-- GOAL --
Count the lines in the records below that contain the word "sand", matching case exactly, and give only the number.

-- Dataset extracts labeled with boxes --
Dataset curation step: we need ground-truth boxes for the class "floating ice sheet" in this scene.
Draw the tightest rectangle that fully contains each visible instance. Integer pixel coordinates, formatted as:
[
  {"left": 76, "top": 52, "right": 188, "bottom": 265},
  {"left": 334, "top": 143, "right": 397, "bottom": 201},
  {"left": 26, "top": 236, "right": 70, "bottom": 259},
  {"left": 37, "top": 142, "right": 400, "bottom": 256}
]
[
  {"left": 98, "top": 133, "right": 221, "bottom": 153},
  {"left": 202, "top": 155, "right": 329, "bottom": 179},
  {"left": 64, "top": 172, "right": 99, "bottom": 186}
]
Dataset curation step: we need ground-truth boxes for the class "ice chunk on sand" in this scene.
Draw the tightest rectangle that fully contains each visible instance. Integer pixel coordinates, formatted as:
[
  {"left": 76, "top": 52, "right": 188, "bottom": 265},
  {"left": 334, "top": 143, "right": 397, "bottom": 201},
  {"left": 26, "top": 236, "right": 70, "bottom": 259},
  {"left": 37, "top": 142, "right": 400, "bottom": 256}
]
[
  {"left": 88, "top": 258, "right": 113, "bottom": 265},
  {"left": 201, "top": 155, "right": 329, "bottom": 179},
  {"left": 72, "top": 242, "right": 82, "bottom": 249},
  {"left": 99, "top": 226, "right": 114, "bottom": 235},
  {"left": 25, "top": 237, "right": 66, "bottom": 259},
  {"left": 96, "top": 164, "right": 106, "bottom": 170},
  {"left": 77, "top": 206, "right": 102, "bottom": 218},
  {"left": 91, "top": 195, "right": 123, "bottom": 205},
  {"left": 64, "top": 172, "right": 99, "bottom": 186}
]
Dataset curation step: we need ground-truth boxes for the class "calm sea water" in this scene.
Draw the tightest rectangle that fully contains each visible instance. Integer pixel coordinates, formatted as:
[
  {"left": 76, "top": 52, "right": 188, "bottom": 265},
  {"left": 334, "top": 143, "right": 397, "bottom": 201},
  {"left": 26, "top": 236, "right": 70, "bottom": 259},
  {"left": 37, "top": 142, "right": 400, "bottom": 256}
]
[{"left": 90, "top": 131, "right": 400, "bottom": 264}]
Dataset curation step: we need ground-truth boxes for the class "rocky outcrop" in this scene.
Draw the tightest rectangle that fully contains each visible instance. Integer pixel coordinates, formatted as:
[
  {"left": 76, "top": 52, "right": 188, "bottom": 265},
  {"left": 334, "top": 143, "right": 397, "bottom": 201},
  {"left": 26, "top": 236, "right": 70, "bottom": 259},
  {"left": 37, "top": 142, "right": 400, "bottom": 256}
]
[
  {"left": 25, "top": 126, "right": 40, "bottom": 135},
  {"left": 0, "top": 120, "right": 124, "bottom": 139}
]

-- THE RESPONSE --
1